## Begin Provided data
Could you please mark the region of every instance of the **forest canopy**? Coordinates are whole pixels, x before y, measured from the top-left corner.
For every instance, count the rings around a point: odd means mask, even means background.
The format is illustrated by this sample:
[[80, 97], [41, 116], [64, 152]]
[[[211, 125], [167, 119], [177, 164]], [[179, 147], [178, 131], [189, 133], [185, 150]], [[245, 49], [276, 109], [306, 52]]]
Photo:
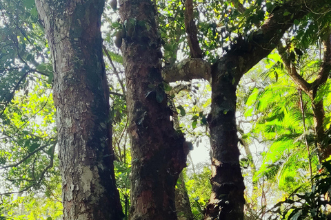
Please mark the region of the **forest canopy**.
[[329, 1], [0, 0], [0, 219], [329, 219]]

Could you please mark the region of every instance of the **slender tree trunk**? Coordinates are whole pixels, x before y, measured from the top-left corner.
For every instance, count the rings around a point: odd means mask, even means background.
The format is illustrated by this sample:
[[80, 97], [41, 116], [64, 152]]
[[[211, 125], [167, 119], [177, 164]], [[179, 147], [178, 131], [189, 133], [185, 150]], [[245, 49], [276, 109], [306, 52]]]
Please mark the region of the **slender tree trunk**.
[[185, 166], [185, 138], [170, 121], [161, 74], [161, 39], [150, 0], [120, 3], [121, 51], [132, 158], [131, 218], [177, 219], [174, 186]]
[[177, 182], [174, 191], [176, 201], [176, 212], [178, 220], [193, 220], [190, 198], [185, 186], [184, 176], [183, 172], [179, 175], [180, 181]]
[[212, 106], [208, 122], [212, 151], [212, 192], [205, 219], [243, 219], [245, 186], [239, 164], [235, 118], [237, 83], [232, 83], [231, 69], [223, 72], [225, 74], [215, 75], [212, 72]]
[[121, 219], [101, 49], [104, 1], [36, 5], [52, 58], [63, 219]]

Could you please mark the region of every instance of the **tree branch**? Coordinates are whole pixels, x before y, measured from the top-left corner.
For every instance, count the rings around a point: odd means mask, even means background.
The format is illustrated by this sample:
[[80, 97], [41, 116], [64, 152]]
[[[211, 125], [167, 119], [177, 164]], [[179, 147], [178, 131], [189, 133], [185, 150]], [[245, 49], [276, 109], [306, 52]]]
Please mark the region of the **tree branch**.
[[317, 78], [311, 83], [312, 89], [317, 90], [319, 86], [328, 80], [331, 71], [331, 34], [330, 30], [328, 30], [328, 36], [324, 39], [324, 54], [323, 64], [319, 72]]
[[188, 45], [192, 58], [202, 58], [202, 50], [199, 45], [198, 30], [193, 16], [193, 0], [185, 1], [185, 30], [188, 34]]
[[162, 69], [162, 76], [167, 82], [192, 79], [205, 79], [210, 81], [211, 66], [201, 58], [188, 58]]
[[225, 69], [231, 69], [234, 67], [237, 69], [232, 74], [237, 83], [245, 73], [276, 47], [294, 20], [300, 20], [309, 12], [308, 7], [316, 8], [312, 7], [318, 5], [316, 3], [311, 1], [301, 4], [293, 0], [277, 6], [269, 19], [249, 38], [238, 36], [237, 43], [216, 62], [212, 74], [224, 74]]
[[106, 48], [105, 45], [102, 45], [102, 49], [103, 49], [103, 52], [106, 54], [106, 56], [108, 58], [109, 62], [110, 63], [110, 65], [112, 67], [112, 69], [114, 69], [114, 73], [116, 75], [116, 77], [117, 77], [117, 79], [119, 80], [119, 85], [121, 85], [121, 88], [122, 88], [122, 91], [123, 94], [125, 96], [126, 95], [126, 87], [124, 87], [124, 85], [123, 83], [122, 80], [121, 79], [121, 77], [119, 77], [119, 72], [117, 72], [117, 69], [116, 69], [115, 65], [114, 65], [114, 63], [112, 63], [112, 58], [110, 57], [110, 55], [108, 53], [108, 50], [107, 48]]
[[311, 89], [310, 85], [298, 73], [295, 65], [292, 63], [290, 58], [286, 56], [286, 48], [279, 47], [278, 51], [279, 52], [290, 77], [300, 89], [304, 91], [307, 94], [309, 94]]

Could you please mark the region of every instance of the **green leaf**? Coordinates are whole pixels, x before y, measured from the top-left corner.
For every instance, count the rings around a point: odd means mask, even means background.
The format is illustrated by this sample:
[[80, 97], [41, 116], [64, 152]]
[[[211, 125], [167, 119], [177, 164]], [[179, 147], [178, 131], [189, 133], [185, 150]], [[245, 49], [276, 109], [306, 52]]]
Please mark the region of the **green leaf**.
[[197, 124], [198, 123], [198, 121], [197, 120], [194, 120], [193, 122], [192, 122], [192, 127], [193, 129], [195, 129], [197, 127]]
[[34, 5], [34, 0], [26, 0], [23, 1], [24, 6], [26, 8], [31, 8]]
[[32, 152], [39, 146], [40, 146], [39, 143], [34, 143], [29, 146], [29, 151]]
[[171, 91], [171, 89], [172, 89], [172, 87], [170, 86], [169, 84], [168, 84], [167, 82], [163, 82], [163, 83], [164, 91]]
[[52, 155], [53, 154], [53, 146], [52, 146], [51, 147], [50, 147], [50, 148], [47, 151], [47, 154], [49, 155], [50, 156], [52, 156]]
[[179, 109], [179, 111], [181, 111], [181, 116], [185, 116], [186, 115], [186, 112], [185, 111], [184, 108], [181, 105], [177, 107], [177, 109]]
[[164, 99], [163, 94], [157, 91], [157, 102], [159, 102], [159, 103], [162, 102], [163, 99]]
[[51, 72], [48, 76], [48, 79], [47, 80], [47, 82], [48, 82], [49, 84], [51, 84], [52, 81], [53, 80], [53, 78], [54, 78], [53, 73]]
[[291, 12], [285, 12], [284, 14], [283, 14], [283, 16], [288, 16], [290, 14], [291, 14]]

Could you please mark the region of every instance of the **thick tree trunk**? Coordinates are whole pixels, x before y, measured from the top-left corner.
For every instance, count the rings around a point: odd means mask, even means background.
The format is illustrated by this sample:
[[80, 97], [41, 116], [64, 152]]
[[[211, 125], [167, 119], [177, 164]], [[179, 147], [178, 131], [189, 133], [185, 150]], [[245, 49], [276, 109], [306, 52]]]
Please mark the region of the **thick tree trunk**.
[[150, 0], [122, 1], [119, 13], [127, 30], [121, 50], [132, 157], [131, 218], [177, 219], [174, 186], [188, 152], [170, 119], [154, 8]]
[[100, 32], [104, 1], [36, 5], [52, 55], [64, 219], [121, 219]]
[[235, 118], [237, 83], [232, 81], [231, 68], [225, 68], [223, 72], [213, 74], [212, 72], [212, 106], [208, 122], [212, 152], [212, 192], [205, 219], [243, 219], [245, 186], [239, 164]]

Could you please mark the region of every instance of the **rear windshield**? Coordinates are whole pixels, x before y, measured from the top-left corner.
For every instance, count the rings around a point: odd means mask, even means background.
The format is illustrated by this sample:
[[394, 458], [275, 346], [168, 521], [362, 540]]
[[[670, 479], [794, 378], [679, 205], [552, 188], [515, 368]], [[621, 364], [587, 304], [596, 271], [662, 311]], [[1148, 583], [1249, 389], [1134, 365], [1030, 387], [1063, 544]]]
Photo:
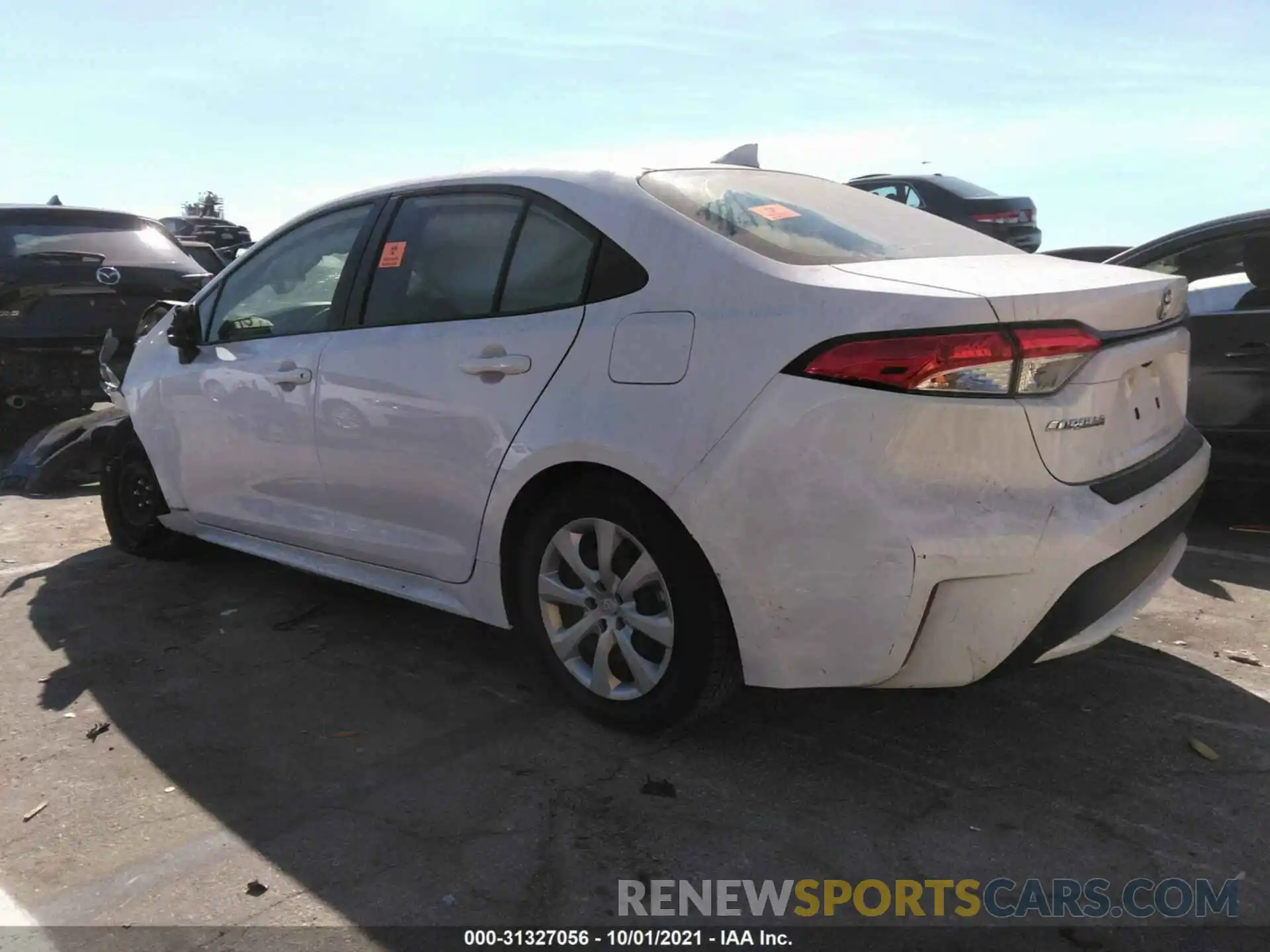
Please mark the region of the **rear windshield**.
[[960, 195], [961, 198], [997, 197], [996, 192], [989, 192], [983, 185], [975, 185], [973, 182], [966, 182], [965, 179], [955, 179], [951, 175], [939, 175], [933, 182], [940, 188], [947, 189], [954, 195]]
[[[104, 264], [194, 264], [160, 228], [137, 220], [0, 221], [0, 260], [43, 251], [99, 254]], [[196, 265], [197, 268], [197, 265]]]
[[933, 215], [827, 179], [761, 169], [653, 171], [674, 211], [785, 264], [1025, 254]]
## End Provided data
- Written instruction
Copy every row above, replacing "whole pixels" with "integer pixels" wherever it occurs and changing nothing else. Omit the pictures.

- Complete output
Could you please mark the region of every instance of the **forest canopy**? Coordinates are integer pixels, x before y, measured from the top-left corner.
For every instance, count the rings around a point: odd means mask, even means background.
The format is illustrated by this sample:
[[80, 97], [41, 116], [64, 152]]
[[[211, 125], [167, 119], [177, 164]], [[179, 147], [178, 131], [189, 133], [185, 150]], [[245, 49], [276, 109], [306, 52]]]
Photo:
Please mark the region of the **forest canopy**.
[[329, 1], [0, 0], [0, 219], [329, 219]]

Could you please mark the region of every instance of the **slender tree trunk**? Coordinates are integer pixels, x before y, measured from the top-left corner.
For every instance, count the rings around a point: odd means mask, even means background.
The format is illustrated by this sample:
[[80, 97], [41, 116], [64, 152]]
[[[211, 125], [167, 119], [177, 164]], [[179, 147], [178, 131], [189, 133], [185, 150]], [[245, 49], [276, 109], [306, 52]]]
Please mark the region of the **slender tree trunk**.
[[185, 166], [185, 138], [170, 121], [161, 74], [161, 39], [150, 0], [120, 3], [121, 51], [132, 158], [131, 218], [177, 219], [174, 186]]
[[177, 182], [174, 191], [176, 201], [176, 212], [178, 220], [193, 220], [190, 198], [185, 186], [184, 176], [183, 172], [179, 175], [180, 181]]
[[212, 106], [208, 122], [212, 151], [212, 192], [205, 219], [243, 219], [245, 186], [239, 164], [235, 118], [237, 83], [232, 83], [231, 69], [223, 72], [225, 74], [215, 75], [212, 72]]
[[121, 219], [101, 49], [104, 1], [36, 5], [52, 58], [63, 219]]

Could you please mark the region of every instance of the **tree branch**? Coordinates are integer pixels, x before y, measured from the top-left corner.
For every instance, count the rings around a point: odd means mask, even means background.
The format is illustrated by this sample:
[[80, 97], [41, 116], [64, 152]]
[[[211, 125], [167, 119], [177, 164]], [[179, 147], [178, 131], [189, 133], [185, 150]], [[245, 49], [276, 109], [306, 52]]]
Please mark the region of the **tree branch**.
[[317, 78], [311, 83], [312, 89], [317, 90], [319, 86], [328, 80], [331, 71], [331, 34], [330, 30], [328, 30], [328, 36], [324, 39], [324, 54], [323, 64], [319, 72]]
[[188, 45], [192, 58], [202, 58], [202, 50], [199, 45], [198, 30], [193, 16], [193, 0], [185, 1], [185, 30], [188, 34]]
[[162, 69], [162, 76], [167, 82], [192, 79], [205, 79], [210, 81], [211, 66], [201, 58], [188, 58]]
[[225, 69], [231, 69], [234, 67], [237, 69], [232, 74], [237, 83], [245, 73], [276, 47], [294, 20], [300, 20], [309, 12], [308, 7], [316, 8], [312, 7], [318, 5], [316, 3], [311, 1], [301, 4], [293, 0], [277, 6], [269, 19], [249, 38], [238, 36], [237, 43], [216, 62], [212, 74], [224, 74]]
[[106, 48], [105, 45], [102, 45], [102, 49], [103, 49], [103, 52], [106, 54], [106, 56], [108, 58], [109, 62], [110, 63], [110, 65], [112, 67], [112, 69], [114, 69], [114, 73], [116, 75], [116, 77], [117, 77], [117, 79], [119, 80], [119, 85], [121, 85], [121, 88], [122, 88], [122, 91], [123, 94], [125, 96], [126, 95], [126, 87], [124, 87], [124, 85], [123, 83], [122, 80], [121, 79], [121, 77], [119, 77], [119, 72], [117, 72], [117, 69], [116, 69], [115, 65], [114, 65], [114, 63], [112, 63], [112, 58], [110, 57], [110, 55], [108, 53], [108, 50], [107, 48]]
[[311, 89], [310, 85], [298, 73], [295, 65], [292, 63], [290, 58], [286, 56], [286, 48], [279, 47], [278, 51], [279, 52], [290, 77], [300, 89], [304, 91], [307, 94], [309, 94]]

Could you please mark the region of every instance of the **green leaf**? Coordinates are integer pixels, x before y, measured from the top-left corner.
For every instance, count the rings around a point: odd means mask, even means background.
The format is illustrated by this sample:
[[80, 97], [41, 116], [64, 152]]
[[[211, 125], [167, 119], [177, 164]], [[179, 147], [178, 131], [189, 133], [185, 150]], [[245, 49], [276, 109], [306, 52]]]
Please mark the region of the **green leaf**.
[[197, 124], [198, 123], [198, 121], [197, 120], [194, 120], [193, 122], [192, 122], [192, 127], [193, 129], [195, 129], [197, 127]]
[[34, 5], [34, 0], [26, 0], [23, 1], [24, 6], [26, 8], [31, 8]]
[[32, 152], [39, 146], [40, 146], [39, 143], [34, 143], [29, 146], [29, 151]]
[[171, 91], [171, 89], [172, 89], [172, 87], [170, 86], [169, 84], [168, 84], [167, 82], [163, 82], [163, 83], [164, 91]]
[[52, 155], [53, 154], [53, 146], [52, 146], [51, 147], [50, 147], [50, 148], [47, 151], [47, 154], [49, 155], [50, 156], [52, 156]]
[[179, 109], [179, 111], [181, 111], [181, 116], [185, 116], [186, 115], [186, 112], [185, 111], [184, 108], [181, 105], [177, 107], [177, 109]]
[[164, 99], [163, 94], [157, 91], [157, 102], [159, 102], [159, 103], [162, 102], [163, 99]]
[[51, 72], [48, 76], [48, 79], [47, 80], [47, 82], [48, 82], [49, 84], [51, 84], [52, 81], [53, 80], [53, 78], [54, 78], [53, 73]]
[[291, 12], [285, 12], [284, 14], [283, 14], [283, 16], [288, 16], [290, 14], [291, 14]]

Could you please mark the region of every instance of the **thick tree trunk**? Coordinates are integer pixels, x before y, measured from the top-left corner.
For every instance, count the rings around a point: odd means mask, even means background.
The format is illustrated by this sample:
[[80, 97], [41, 116], [64, 152]]
[[[211, 125], [167, 119], [177, 164]], [[179, 147], [178, 131], [189, 133], [185, 150]], [[245, 49], [276, 109], [306, 52]]]
Please mark the region of the **thick tree trunk**.
[[150, 0], [122, 1], [119, 13], [127, 30], [121, 50], [132, 157], [131, 218], [177, 219], [174, 186], [188, 152], [170, 119], [154, 8]]
[[100, 32], [104, 1], [36, 5], [52, 55], [64, 219], [121, 219]]
[[235, 118], [237, 83], [232, 81], [231, 68], [225, 68], [223, 72], [213, 74], [212, 72], [212, 106], [208, 122], [212, 152], [212, 192], [205, 219], [243, 219], [245, 186], [239, 164]]

Could you please mark the region of every instance of the **rear windshield**? Coordinates are integer pixels, x before y, measured from the top-left corner.
For every instance, count the rings around a point: odd means mask, even means background.
The format is illustrated by this sample:
[[394, 458], [275, 346], [168, 521], [362, 540]]
[[[670, 479], [794, 378], [679, 205], [552, 188], [515, 368]], [[621, 364], [587, 304], [596, 271], [662, 311]], [[1148, 583], [1249, 389], [1134, 365], [1030, 387], [1063, 544]]]
Photo:
Please mark the region of the **rear windshield**.
[[960, 195], [961, 198], [997, 197], [996, 192], [989, 192], [983, 185], [975, 185], [973, 182], [966, 182], [965, 179], [955, 179], [951, 175], [939, 175], [933, 182], [940, 188], [947, 189], [954, 195]]
[[[104, 264], [194, 264], [160, 228], [137, 220], [0, 221], [0, 260], [43, 251], [99, 254]], [[196, 265], [197, 268], [197, 265]]]
[[933, 215], [827, 179], [761, 169], [653, 171], [674, 211], [785, 264], [1025, 254]]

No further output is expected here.